_Stored items:_
begin
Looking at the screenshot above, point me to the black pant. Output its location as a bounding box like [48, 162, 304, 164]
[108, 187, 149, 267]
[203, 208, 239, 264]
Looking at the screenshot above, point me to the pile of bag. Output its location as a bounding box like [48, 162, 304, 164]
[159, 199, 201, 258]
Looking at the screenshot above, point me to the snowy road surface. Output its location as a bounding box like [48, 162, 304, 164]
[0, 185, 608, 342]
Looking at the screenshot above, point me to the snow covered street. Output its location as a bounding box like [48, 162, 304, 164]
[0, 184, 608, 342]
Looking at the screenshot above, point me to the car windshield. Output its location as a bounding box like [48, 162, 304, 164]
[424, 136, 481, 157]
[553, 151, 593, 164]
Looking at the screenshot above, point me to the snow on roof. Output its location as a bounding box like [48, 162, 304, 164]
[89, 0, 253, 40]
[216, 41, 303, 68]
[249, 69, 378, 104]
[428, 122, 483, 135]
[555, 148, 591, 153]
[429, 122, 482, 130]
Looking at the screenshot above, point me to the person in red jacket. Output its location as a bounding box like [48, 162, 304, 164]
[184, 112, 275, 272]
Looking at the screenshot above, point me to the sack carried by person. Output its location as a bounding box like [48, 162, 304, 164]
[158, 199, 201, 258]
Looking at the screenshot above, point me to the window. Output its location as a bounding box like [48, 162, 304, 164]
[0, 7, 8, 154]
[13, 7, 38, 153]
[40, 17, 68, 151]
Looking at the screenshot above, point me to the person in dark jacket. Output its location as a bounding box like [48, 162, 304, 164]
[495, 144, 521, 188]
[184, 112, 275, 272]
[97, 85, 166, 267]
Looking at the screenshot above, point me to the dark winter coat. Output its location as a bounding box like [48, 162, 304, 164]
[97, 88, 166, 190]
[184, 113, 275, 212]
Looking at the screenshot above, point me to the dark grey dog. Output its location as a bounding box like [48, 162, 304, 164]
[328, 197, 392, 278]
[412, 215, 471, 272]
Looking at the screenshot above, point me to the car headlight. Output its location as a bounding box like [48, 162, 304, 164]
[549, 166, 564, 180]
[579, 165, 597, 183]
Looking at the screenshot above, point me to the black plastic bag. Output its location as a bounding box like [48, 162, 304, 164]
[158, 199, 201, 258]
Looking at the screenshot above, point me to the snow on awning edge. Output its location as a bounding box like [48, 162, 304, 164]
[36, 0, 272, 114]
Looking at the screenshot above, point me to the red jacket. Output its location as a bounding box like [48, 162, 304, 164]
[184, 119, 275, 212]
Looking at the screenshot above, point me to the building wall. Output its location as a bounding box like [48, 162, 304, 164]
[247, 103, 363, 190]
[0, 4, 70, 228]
end
_Written task:_
Rewrite the lines from the one containing "Looking at the screenshot above, point me to the car headlight." through the last line, swapping "black plastic bag" for "dark plastic bag" and leaving everything else as it is.

_Answer to the task:_
Looking at the screenshot above, point me to the car headlight. Output its location as a bounding box like [48, 162, 304, 164]
[549, 166, 564, 180]
[579, 165, 597, 183]
Looking at the screenshot above, point me to the dark plastic bag. Output its location as a bounding box like [48, 162, 304, 164]
[158, 199, 201, 258]
Looking at the screenshot above, point me to the snow on awning edge. Output its location as a bounding box like [48, 162, 304, 164]
[36, 0, 272, 114]
Looking at the screenshot above, point me to the red jacket. Output its location as a bounding box like [48, 162, 304, 164]
[184, 119, 275, 212]
Looking at the screenshot above, point me to the building wall. Output its location as a bounding box like [48, 162, 304, 164]
[247, 103, 363, 190]
[0, 4, 70, 228]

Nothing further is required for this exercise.